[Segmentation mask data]
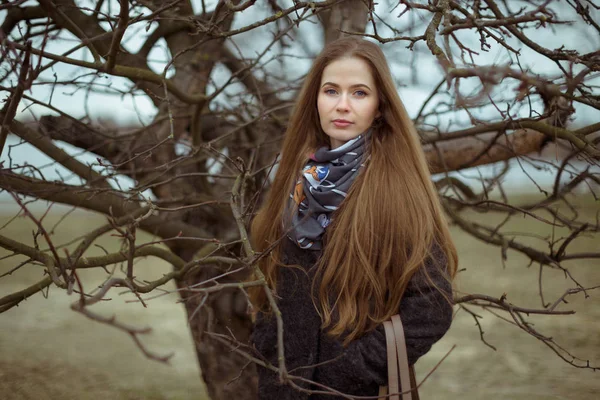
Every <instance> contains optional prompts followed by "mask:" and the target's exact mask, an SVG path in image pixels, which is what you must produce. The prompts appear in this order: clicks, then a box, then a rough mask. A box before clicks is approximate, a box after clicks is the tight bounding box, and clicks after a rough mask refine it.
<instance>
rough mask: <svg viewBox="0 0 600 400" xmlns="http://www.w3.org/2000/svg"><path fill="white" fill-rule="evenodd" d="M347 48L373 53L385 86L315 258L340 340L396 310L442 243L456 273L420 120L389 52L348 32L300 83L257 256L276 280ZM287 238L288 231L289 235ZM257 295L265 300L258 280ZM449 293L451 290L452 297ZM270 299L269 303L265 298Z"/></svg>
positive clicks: (383, 83) (383, 319)
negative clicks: (399, 83) (334, 86)
mask: <svg viewBox="0 0 600 400" xmlns="http://www.w3.org/2000/svg"><path fill="white" fill-rule="evenodd" d="M344 57H358V58H360V59H362V60H364V61H366V62H367V64H368V65H369V66H370V69H371V73H372V74H373V77H374V79H375V83H376V87H377V92H378V95H379V110H380V112H381V118H380V119H379V120H378V122H377V124H376V126H374V127H373V133H372V135H371V141H370V143H369V144H368V146H367V148H368V151H369V153H370V159H369V160H368V162H367V164H366V168H363V170H362V171H361V172H360V174H359V175H358V177H357V178H356V180H355V182H354V183H353V184H352V186H351V188H350V190H349V193H348V196H347V198H345V199H344V201H343V202H342V204H341V206H340V207H339V208H338V210H336V211H335V213H334V214H333V217H332V222H331V224H330V225H329V226H328V227H327V232H326V240H325V246H324V248H323V253H322V255H321V258H320V259H319V262H318V264H317V267H316V268H317V274H316V276H317V277H318V279H316V280H315V281H314V282H316V283H315V284H313V293H314V294H315V296H314V297H313V300H314V301H315V302H316V303H317V304H318V305H319V306H318V307H317V310H318V311H319V314H320V315H321V319H322V322H323V328H329V329H328V333H329V334H330V335H332V336H334V337H342V336H344V344H348V343H349V342H350V341H351V340H353V339H355V338H357V337H359V336H361V335H362V334H364V333H366V332H368V331H370V330H372V329H374V328H375V326H377V325H378V324H380V323H382V322H383V321H385V320H388V319H389V318H390V317H391V316H392V315H394V314H397V313H398V310H399V307H400V301H401V299H402V296H403V294H404V291H405V289H406V287H407V284H408V281H409V280H410V279H411V277H412V276H413V275H414V274H415V273H416V272H417V271H418V270H419V269H420V268H422V266H423V265H424V262H425V260H426V259H427V258H429V257H431V258H432V259H434V257H433V256H432V250H433V248H434V247H437V246H439V248H441V250H442V252H443V253H444V254H445V260H444V261H445V262H444V265H439V268H440V269H442V270H443V272H444V275H445V276H447V277H448V279H452V278H453V277H454V275H455V273H456V269H457V264H458V258H457V254H456V248H455V247H454V243H453V241H452V239H451V237H450V233H449V230H448V227H447V222H446V220H445V217H444V215H443V212H442V207H441V204H440V201H439V198H438V194H437V191H436V190H435V188H434V185H433V184H432V182H431V175H430V173H429V169H428V166H427V163H426V158H425V154H424V152H423V149H422V147H421V144H420V142H419V138H418V135H417V132H416V129H415V127H414V125H413V123H412V121H411V119H410V117H409V115H408V114H407V112H406V110H405V108H404V105H403V104H402V101H401V100H400V97H399V96H398V93H397V90H396V87H395V85H394V81H393V79H392V75H391V72H390V69H389V67H388V64H387V61H386V59H385V55H384V54H383V52H382V51H381V49H380V48H379V47H378V46H377V45H376V44H374V43H372V42H369V41H366V40H363V39H358V38H354V37H345V38H342V39H338V40H336V41H334V42H331V43H330V44H328V45H327V46H326V47H325V48H324V49H323V51H322V52H321V54H320V55H319V56H318V57H317V58H316V59H315V61H314V63H313V65H312V67H311V69H310V71H309V72H308V75H307V77H306V79H305V82H304V84H303V86H302V88H301V90H300V93H299V95H298V98H297V103H296V105H295V107H294V110H293V112H292V115H291V118H290V121H289V125H288V128H287V130H286V132H285V136H284V140H283V147H282V152H281V154H282V157H281V160H280V163H279V168H278V170H277V172H276V175H275V178H274V180H273V183H272V186H271V189H270V192H269V193H268V195H267V197H266V201H265V203H264V205H263V206H262V208H261V209H260V210H259V212H258V213H257V215H256V217H255V218H254V220H253V222H252V226H251V238H252V243H253V246H254V248H255V249H256V250H258V251H261V252H264V251H266V250H269V249H270V250H271V251H270V254H268V255H265V256H264V257H262V258H261V260H260V261H259V266H260V269H261V271H262V272H263V274H264V276H265V278H266V281H267V283H268V285H269V287H271V288H276V285H277V274H278V269H279V268H285V267H286V266H284V265H283V264H282V263H281V262H280V255H281V254H280V246H279V245H274V244H275V243H277V241H278V240H279V239H280V238H281V237H282V235H283V234H284V232H283V227H282V223H281V222H282V218H284V217H285V216H284V210H285V209H286V205H287V203H288V202H289V193H290V191H291V190H292V187H293V186H294V183H295V181H296V179H298V176H299V173H300V171H301V168H302V167H303V165H304V164H305V163H306V161H307V157H306V155H307V154H309V153H310V152H311V151H314V150H315V149H317V148H318V147H320V146H324V145H329V137H328V136H327V135H326V134H325V133H324V132H323V130H322V129H321V125H320V122H319V114H318V110H317V95H318V91H319V87H320V83H321V77H322V73H323V70H324V69H325V67H326V66H327V65H329V64H330V63H331V62H333V61H335V60H337V59H340V58H344ZM284 240H285V239H284ZM250 296H251V300H252V301H253V303H254V305H255V306H257V307H258V308H259V309H263V310H265V309H268V303H267V300H266V295H265V293H264V290H262V288H260V287H257V288H254V289H252V291H251V293H250ZM449 300H450V299H449ZM265 306H267V307H265Z"/></svg>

Work to be completed: With the pictures set aside, copy each line above as written.

Exercise output:
Every <instance> contains optional prompts followed by "mask:" and the target's exact mask, an SVG path in image pixels, which is what you must produce. The prompts appear in this order: clicks, then a box, then a rough mask. A box before clicks is approximate, a box after clicks is the tight bounding box, and clicks after a rough mask refine it.
<instance>
rough mask: <svg viewBox="0 0 600 400" xmlns="http://www.w3.org/2000/svg"><path fill="white" fill-rule="evenodd" d="M347 48L373 53L385 86L315 258L340 340L396 310L442 243L456 273L420 120L389 52L348 32L300 83L257 256L276 280ZM287 238L288 231L289 235ZM257 295L265 300L258 280ZM449 293L451 290L452 297ZM270 299L269 303L265 298Z"/></svg>
positive clicks: (383, 83) (383, 319)
negative clicks: (399, 83) (334, 86)
mask: <svg viewBox="0 0 600 400" xmlns="http://www.w3.org/2000/svg"><path fill="white" fill-rule="evenodd" d="M344 57H358V58H360V59H362V60H364V61H366V62H367V64H368V65H369V66H370V69H371V73H372V74H373V77H374V79H375V83H376V87H377V92H378V95H379V110H380V112H381V118H380V119H379V120H378V122H377V124H376V126H374V127H373V133H372V135H371V141H370V143H369V144H368V146H367V148H368V151H369V153H370V159H369V160H368V162H367V164H366V168H363V170H362V171H361V172H360V174H359V175H358V177H357V178H356V180H355V182H354V183H353V184H352V186H351V188H350V190H349V193H348V196H347V198H345V199H344V201H343V202H342V204H341V206H340V207H339V208H338V210H336V211H335V213H334V214H333V217H332V222H331V224H330V225H329V226H328V227H327V232H326V240H325V246H324V248H323V253H322V255H321V258H320V259H319V262H318V264H317V267H316V268H317V274H316V276H317V277H318V279H316V280H315V281H314V282H316V283H315V284H313V293H314V294H315V296H314V297H313V300H314V301H315V302H316V303H317V304H318V305H319V306H318V307H317V310H318V311H319V314H320V315H321V319H322V322H323V328H329V329H328V333H329V334H330V335H332V336H334V337H342V336H344V344H348V343H349V342H350V341H351V340H353V339H355V338H357V337H359V336H361V335H362V334H364V333H366V332H368V331H370V330H372V329H374V328H375V326H377V325H378V324H380V323H382V322H383V321H385V320H388V319H389V318H390V317H391V316H392V315H394V314H397V313H398V310H399V307H400V301H401V299H402V296H403V294H404V291H405V289H406V287H407V284H408V281H409V280H410V279H411V277H412V276H413V275H414V274H415V273H416V272H417V271H418V270H419V269H420V268H422V266H423V265H424V262H425V260H426V259H427V258H429V257H431V258H432V259H434V257H433V256H432V250H433V248H434V247H437V246H439V248H441V250H442V252H443V253H444V254H445V260H444V261H445V262H444V265H439V268H440V269H442V270H443V272H444V275H445V276H447V277H448V279H452V278H453V277H454V275H455V273H456V269H457V264H458V258H457V254H456V248H455V247H454V243H453V241H452V239H451V237H450V233H449V230H448V227H447V222H446V220H445V217H444V215H443V212H442V207H441V204H440V201H439V198H438V194H437V191H436V190H435V188H434V185H433V184H432V182H431V175H430V173H429V169H428V166H427V163H426V158H425V154H424V152H423V149H422V147H421V144H420V142H419V138H418V135H417V132H416V129H415V127H414V125H413V123H412V121H411V119H410V117H409V115H408V114H407V112H406V110H405V108H404V105H403V104H402V101H401V100H400V97H399V96H398V93H397V90H396V87H395V85H394V81H393V79H392V75H391V72H390V69H389V67H388V64H387V61H386V59H385V55H384V54H383V52H382V51H381V49H380V48H379V47H378V46H377V45H376V44H374V43H372V42H369V41H366V40H363V39H358V38H354V37H345V38H342V39H338V40H336V41H334V42H331V43H330V44H328V45H327V46H326V47H325V48H324V49H323V51H322V52H321V54H320V55H319V56H318V57H317V58H316V59H315V61H314V63H313V65H312V67H311V69H310V71H309V72H308V75H307V77H306V79H305V82H304V84H303V86H302V88H301V90H300V93H299V95H298V98H297V103H296V105H295V107H294V110H293V112H292V115H291V118H290V121H289V125H288V128H287V130H286V132H285V136H284V140H283V147H282V152H281V154H282V157H281V160H280V163H279V168H278V170H277V172H276V175H275V178H274V180H273V183H272V186H271V189H270V192H269V193H268V195H267V197H266V201H265V203H264V205H263V206H262V208H261V209H260V210H259V212H258V213H257V215H256V217H255V218H254V220H253V222H252V226H251V238H252V243H253V246H254V248H255V249H256V250H258V251H261V252H264V251H266V250H269V249H270V250H271V251H270V254H268V255H265V256H264V257H262V258H261V260H260V261H259V266H260V269H261V271H262V272H263V274H264V276H265V278H266V281H267V283H268V285H269V287H271V288H276V285H277V274H278V269H279V268H285V267H286V266H284V265H283V264H282V263H281V262H280V255H281V254H280V246H279V245H274V244H275V243H277V241H278V240H279V239H280V238H281V237H282V235H283V234H284V232H283V227H282V223H281V222H282V218H284V217H285V216H284V210H285V209H286V205H287V203H288V202H289V193H290V191H291V190H292V187H293V186H294V183H295V181H296V179H298V176H299V173H300V171H301V168H302V167H303V165H304V164H305V163H306V161H307V157H306V155H307V154H309V153H310V152H311V151H314V150H315V149H317V148H318V147H320V146H324V145H329V137H328V136H327V135H326V134H325V133H324V132H323V130H322V129H321V125H320V122H319V114H318V110H317V95H318V91H319V87H320V83H321V77H322V73H323V70H324V69H325V67H326V66H327V65H329V64H330V63H331V62H333V61H335V60H337V59H340V58H344ZM284 240H285V239H284ZM250 296H251V300H252V301H253V303H254V305H255V306H257V307H258V308H259V309H263V310H265V309H268V303H267V300H266V295H265V293H264V290H262V288H260V287H257V288H254V289H252V291H251V293H250ZM449 300H450V299H449ZM265 306H267V307H265Z"/></svg>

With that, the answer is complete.